**Quoted text:**
-- Start --
I remember working on Heroic Halfus shortly before our guild fell apart and remarking that I had 9% dodge and 11% parry, which our warrior had something like 12% to each in comparable gear and something like a 45% chance to block from his mastery.  Dude just straight up took a lot less damage than I did.  Yes, I realize Blood Shield is meant to serve as my version of a shield block, but more on that later.
Runes on Cooldown, Thumb up my Ass.
The most concerning change for me in Cata was how the DK rune system worked.  Rather than each rune having an independant 10-second cooldown, each PAIR of runes would now share that cooldown.  This meant that any one type of run would not begin cooling-down until both runes of that type had been expended.  Blood DKs get a talent that increases their run regeneration rate to make up for not gearing Haste, but things are still dreadfully slow.  Having never seriously tanked on my Warrior (or a Druid for that matter) in Cataclysm, I can’t say for certain if rage users have this same problem of resource availability, but from my experience tanking as a Warrior in Wrath I was never short on rage.
What it ended up doing to me was making tanking boring.  The Blood spec in Cata is designed to queue up a lot of death runes, so you can choose between spamming Heart Strike or Death Strike as the situation requires – more threat or more survivability.  The problem was that I was getting raped so hard in early content that I was pretty much solely using Death Strike (except when I HAD to use blood runes), leaving me with more open GCDs than any other class or spec I have tried to date.  You also face the problem of having to time your rune usage around the enemy attacks – using Death Strike after taking a hit is better than using it before – so you’re just sitting there waiting.  I realize other tanks must plan when to use things like Shield Block, and now Holy Shield, but they also have other buttons to hit in the meantime rather than just watching autoattack.
You’re left filling time with Rune Strike because you have to wait for that big hit to blow Death Strike, which in turn means you’re wasting the potential of Runic Empowerment while your runes are sitting there already full, waiting to be used.
-- End --
[Dataset excerpt]
-- Start --
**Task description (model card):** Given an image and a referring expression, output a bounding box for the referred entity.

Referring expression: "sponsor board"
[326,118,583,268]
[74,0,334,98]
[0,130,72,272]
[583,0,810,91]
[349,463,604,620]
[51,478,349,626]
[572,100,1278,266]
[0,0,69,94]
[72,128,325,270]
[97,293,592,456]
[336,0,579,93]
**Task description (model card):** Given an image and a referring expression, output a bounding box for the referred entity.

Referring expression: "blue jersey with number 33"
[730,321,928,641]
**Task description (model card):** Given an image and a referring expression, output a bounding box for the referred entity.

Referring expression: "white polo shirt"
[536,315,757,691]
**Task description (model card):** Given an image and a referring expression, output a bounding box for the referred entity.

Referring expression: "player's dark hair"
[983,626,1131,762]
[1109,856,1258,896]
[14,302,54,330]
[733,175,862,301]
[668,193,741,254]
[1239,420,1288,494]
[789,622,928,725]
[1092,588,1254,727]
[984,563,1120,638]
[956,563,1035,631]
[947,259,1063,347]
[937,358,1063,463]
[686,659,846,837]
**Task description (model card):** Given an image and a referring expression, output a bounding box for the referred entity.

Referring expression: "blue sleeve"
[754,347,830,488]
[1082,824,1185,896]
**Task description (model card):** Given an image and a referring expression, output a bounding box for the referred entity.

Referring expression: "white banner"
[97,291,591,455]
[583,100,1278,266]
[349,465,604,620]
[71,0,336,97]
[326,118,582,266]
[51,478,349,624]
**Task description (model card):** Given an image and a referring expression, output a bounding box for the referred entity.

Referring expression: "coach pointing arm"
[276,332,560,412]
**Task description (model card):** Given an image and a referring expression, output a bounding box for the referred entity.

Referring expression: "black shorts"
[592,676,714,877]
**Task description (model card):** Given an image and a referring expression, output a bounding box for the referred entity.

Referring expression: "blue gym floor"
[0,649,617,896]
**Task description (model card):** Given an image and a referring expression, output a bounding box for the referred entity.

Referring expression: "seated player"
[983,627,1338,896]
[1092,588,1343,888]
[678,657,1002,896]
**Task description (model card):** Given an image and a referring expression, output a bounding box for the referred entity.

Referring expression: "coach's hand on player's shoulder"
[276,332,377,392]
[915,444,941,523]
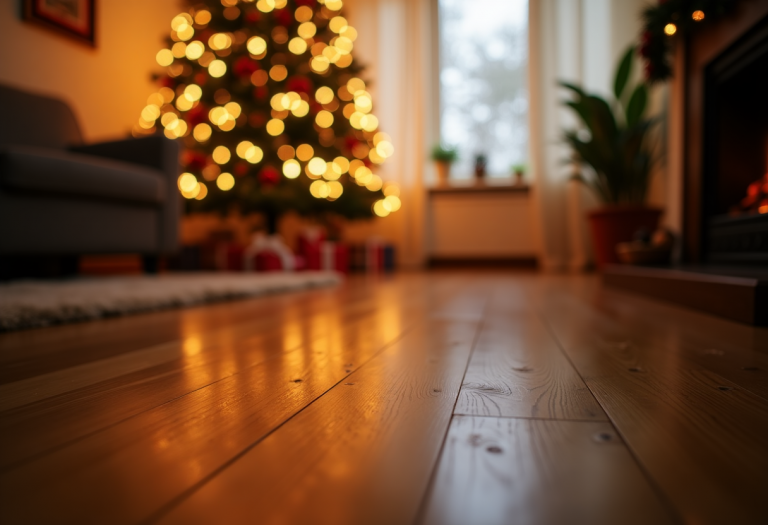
-- End --
**Required task:** Reproduce the passage on Death Knight tanking from "You’re left filling" up to and including "to be used.", substituting "Heart Strike" for "Rune Strike".

**Answer to this exercise:**
You’re left filling time with Heart Strike because you have to wait for that big hit to blow Death Strike, which in turn means you’re wasting the potential of Runic Empowerment while your runes are sitting there already full, waiting to be used.